The problem: Filter the records below and copy out each line that contains the string "query".

**** Data supplied

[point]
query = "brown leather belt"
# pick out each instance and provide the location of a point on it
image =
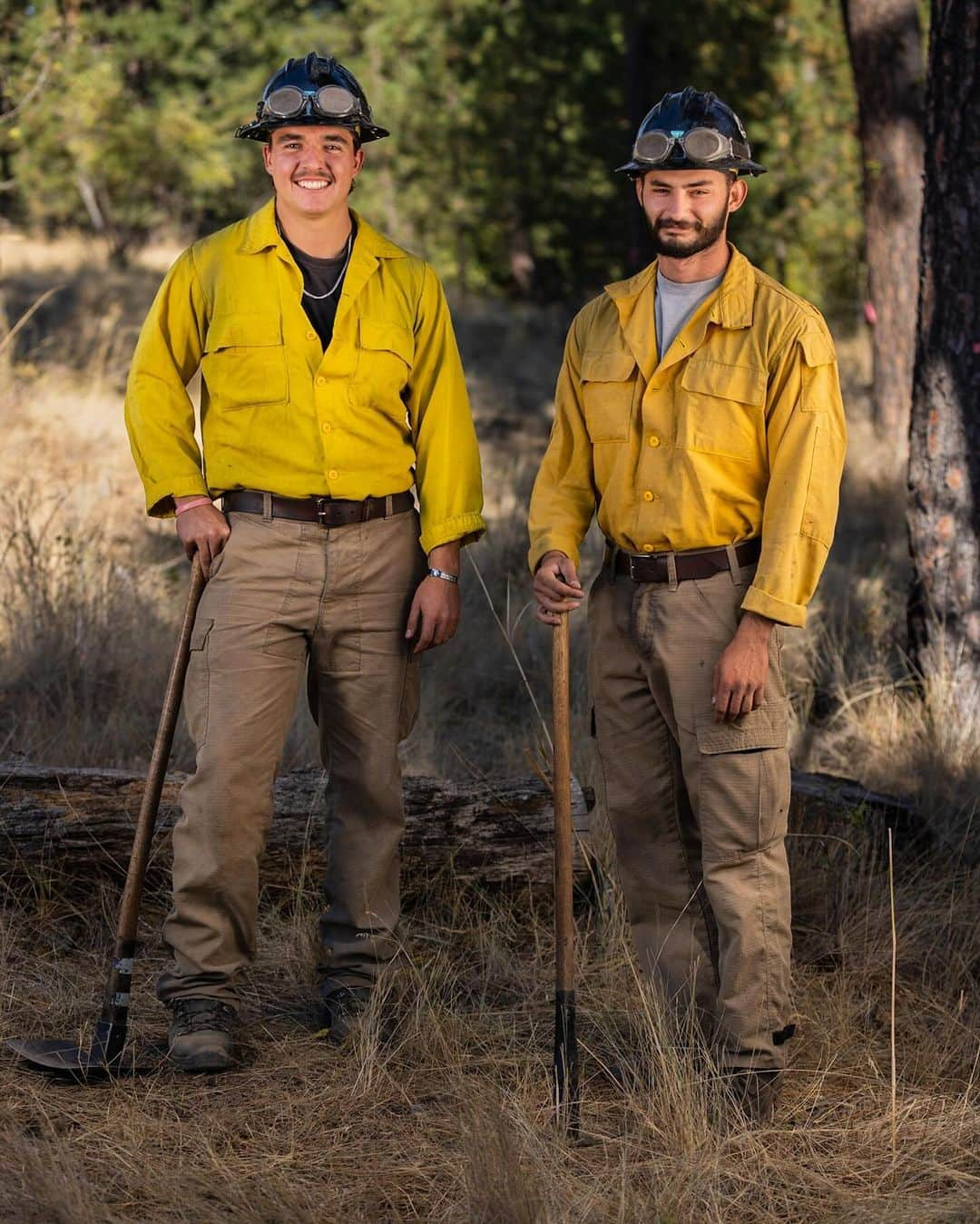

********
**** Data supplied

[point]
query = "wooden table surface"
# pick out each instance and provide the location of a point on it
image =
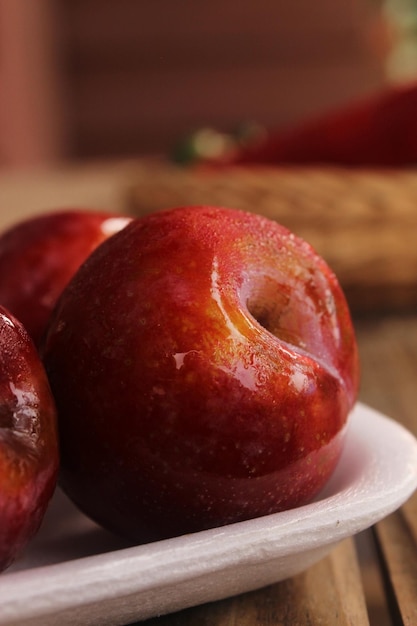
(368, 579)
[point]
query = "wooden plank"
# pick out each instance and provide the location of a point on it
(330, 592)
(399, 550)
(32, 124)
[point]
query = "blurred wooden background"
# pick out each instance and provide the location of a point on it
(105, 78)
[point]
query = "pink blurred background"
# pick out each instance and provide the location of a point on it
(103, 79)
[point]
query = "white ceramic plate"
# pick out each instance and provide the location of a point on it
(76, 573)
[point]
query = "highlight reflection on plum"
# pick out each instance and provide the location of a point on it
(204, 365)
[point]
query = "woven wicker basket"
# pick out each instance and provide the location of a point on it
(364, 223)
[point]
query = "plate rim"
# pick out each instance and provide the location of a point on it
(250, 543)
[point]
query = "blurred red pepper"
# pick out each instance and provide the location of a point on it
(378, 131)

********

Final answer:
query = "brown leather belt"
query = "wooden table surface"
query = "wooden plank"
query = "blurred wooden background"
query = "pink blurred background"
query = "white ceramic plate"
query = "highlight reflection on plum"
query = "woven wicker basket"
query = "plate rim"
query = "blurred red pepper"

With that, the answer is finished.